__MATERIAL PROVIDED__:
__________

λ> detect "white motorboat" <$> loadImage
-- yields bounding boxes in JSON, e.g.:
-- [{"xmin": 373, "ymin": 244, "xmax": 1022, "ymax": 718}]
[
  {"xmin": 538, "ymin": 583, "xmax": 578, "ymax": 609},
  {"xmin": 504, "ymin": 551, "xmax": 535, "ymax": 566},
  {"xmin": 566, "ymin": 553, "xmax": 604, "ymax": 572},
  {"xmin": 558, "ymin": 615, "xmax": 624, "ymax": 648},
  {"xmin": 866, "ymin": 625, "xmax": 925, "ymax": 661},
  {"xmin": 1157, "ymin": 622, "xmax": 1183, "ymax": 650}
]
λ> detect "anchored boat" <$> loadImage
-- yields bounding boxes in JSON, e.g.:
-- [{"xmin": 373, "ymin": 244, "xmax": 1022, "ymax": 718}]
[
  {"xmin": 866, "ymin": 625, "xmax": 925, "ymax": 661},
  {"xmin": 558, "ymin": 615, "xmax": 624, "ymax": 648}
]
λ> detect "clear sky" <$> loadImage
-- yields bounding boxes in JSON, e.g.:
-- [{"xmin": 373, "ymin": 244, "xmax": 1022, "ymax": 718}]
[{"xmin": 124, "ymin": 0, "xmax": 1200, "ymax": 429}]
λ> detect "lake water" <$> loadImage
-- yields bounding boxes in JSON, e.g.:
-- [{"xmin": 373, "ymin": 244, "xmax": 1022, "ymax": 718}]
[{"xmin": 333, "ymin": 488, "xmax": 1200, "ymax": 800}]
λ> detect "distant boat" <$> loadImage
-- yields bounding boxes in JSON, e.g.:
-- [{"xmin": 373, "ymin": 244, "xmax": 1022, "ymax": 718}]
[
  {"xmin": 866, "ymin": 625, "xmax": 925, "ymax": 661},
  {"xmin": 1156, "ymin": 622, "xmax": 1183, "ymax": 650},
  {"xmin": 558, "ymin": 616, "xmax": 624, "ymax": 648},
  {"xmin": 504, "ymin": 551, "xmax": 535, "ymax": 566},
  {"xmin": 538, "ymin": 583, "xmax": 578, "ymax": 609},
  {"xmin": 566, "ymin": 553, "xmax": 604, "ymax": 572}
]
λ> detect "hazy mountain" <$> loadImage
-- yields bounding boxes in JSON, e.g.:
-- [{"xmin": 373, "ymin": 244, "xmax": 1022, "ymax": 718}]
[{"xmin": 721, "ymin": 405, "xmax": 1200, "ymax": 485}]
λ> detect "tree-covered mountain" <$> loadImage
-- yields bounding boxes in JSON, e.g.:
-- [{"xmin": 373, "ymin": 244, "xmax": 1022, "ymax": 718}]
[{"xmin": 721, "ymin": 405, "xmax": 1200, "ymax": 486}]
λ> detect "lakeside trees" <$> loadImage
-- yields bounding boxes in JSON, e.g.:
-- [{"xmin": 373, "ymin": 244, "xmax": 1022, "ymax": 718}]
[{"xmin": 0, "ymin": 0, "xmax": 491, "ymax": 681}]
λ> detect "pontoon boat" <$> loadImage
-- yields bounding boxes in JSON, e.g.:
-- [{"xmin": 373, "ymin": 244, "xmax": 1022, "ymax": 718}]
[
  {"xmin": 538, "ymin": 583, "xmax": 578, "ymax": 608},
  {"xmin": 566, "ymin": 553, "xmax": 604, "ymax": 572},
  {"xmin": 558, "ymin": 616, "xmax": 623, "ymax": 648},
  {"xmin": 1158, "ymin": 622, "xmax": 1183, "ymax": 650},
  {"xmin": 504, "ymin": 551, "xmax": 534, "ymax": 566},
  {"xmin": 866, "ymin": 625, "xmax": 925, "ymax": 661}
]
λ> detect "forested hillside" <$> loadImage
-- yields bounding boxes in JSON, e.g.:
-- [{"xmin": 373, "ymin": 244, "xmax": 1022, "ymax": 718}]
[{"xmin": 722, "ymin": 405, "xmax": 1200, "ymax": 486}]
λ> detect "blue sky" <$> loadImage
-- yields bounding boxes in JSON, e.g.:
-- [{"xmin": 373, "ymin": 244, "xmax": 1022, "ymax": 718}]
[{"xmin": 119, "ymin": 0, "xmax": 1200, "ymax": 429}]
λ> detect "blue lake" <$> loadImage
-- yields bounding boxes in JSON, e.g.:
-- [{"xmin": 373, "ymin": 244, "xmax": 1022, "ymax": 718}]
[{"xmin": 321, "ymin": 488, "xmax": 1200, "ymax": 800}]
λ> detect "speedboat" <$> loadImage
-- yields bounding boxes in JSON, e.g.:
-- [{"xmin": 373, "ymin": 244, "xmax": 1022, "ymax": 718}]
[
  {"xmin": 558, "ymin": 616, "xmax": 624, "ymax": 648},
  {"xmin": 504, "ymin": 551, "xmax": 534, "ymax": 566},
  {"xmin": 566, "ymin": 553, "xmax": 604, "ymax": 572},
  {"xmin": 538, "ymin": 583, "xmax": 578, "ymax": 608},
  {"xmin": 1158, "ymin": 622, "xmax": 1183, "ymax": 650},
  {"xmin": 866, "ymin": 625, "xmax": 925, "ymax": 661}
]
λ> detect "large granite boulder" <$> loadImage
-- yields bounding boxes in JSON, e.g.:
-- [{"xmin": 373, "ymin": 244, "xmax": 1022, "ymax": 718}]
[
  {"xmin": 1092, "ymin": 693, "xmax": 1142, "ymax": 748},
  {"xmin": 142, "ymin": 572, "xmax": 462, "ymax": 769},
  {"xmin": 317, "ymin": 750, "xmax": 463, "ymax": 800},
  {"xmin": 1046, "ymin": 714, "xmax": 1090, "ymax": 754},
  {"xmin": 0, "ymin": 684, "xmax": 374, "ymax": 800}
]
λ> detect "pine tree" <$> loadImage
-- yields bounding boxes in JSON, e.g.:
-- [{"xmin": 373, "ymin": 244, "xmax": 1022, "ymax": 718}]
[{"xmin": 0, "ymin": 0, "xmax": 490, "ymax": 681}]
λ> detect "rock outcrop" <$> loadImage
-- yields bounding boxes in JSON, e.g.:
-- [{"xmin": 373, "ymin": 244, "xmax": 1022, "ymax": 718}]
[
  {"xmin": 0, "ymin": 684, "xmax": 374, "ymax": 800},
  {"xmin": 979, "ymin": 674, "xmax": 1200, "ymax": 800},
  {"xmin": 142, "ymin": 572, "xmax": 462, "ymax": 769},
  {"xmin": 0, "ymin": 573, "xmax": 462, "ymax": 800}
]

__________

__WHAT NEEDS TO BE DONE__: Pull out every line of the data above that contains the string "blue", treating uppercase and lowercase as different.

__THE REPLY__:
λ> detect "blue sky" <$> loadImage
λ> detect "blue lake" <$> loadImage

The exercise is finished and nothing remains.